THE PROBLEM:
Your response should be the lines from the one holding "floret with a single point per instance." to the last line of the data below, copied exactly and with no additions.
- - - -
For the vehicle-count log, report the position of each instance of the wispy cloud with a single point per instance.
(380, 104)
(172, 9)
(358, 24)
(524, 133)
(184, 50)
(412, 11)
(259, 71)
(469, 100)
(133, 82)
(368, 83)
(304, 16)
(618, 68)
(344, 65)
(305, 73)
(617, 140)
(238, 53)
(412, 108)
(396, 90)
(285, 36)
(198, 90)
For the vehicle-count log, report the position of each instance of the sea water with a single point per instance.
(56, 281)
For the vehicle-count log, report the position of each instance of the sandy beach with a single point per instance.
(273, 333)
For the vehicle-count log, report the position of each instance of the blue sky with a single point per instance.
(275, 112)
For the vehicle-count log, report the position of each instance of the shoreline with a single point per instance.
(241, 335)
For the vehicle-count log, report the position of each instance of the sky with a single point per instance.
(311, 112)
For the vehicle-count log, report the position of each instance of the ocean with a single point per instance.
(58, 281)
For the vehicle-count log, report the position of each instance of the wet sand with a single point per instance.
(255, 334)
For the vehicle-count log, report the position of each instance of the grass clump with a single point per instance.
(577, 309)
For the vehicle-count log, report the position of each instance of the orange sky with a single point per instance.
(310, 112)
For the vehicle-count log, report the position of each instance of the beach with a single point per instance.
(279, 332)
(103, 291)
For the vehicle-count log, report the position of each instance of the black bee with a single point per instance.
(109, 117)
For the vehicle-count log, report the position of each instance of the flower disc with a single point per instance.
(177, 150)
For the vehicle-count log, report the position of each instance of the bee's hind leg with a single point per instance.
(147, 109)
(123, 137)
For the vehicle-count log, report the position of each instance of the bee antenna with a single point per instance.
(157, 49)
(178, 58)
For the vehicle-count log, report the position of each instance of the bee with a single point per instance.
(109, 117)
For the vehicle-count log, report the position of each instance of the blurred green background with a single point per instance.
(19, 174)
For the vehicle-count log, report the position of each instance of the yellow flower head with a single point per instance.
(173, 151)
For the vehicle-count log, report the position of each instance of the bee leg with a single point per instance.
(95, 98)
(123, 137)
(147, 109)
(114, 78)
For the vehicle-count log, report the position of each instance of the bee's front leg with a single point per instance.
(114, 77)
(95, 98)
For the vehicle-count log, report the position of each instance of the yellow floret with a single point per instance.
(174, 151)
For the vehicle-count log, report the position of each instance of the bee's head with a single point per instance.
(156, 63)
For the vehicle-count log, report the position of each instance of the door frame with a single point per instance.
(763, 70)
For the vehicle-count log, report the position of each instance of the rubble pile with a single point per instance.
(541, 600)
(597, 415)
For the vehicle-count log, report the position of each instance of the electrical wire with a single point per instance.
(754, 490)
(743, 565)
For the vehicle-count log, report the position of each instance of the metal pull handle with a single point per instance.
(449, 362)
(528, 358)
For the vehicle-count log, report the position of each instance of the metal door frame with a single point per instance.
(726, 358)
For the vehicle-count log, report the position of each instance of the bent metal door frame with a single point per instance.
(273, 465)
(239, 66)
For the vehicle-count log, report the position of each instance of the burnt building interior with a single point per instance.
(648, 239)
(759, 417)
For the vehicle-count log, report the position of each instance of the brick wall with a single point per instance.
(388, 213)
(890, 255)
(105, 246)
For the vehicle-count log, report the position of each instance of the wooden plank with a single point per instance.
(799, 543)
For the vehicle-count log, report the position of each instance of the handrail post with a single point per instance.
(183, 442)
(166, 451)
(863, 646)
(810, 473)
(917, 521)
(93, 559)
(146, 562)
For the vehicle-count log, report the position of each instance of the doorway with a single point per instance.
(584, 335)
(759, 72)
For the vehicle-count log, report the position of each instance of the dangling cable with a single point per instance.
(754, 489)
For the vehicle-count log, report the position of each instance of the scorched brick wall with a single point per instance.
- - - -
OUTPUT:
For the vehicle-count log, report the position of each instance of the yellow floret with a single point per instance.
(174, 151)
For the vehicle-count log, report the position of each instance of the bee's head with a single point per instance.
(156, 63)
For the vehicle-count log, report the position of each instance of the door frame with a single point per instance.
(763, 70)
For the vehicle-count log, report the position of each instance of the rubble pile with a single point per instance.
(541, 600)
(597, 415)
For the vehicle-count log, report the position of each instance of the electrical wire with a single point per instance.
(754, 490)
(743, 565)
For the vehicle-count log, report the position of each instance of the metal pull handle with a single point per instance.
(449, 362)
(528, 358)
For the vehicle-count log, report the position of each instance of the metal door frame with a single point per instance.
(726, 358)
For the vehicle-count log, report the position of each instance of the bent metal door frame with a single point per instance.
(273, 465)
(239, 66)
For the vehicle-count log, report the position of each instance of the burnt building interior with a single point per instance.
(648, 239)
(759, 417)
For the vehicle-count log, report the position of each instance of the brick wall with a single point per instance.
(388, 213)
(890, 255)
(105, 246)
For the vehicle-count log, report the position of each instance of the wooden plank with a single point per instance.
(799, 543)
For the vehicle-count log, report the position of each instance of the handrail post with a single point per instance.
(183, 442)
(166, 451)
(863, 646)
(810, 473)
(917, 521)
(93, 559)
(146, 562)
For the vehicle-count log, report the position of each instance of the doorway with a single point per instance.
(584, 335)
(759, 72)
For the vehicle-count log, report the position of each instance of the dangling cable with a single point per instance.
(754, 489)
For the vehicle-count log, report the position of each instance of the scorched brick wall with a single point per instance.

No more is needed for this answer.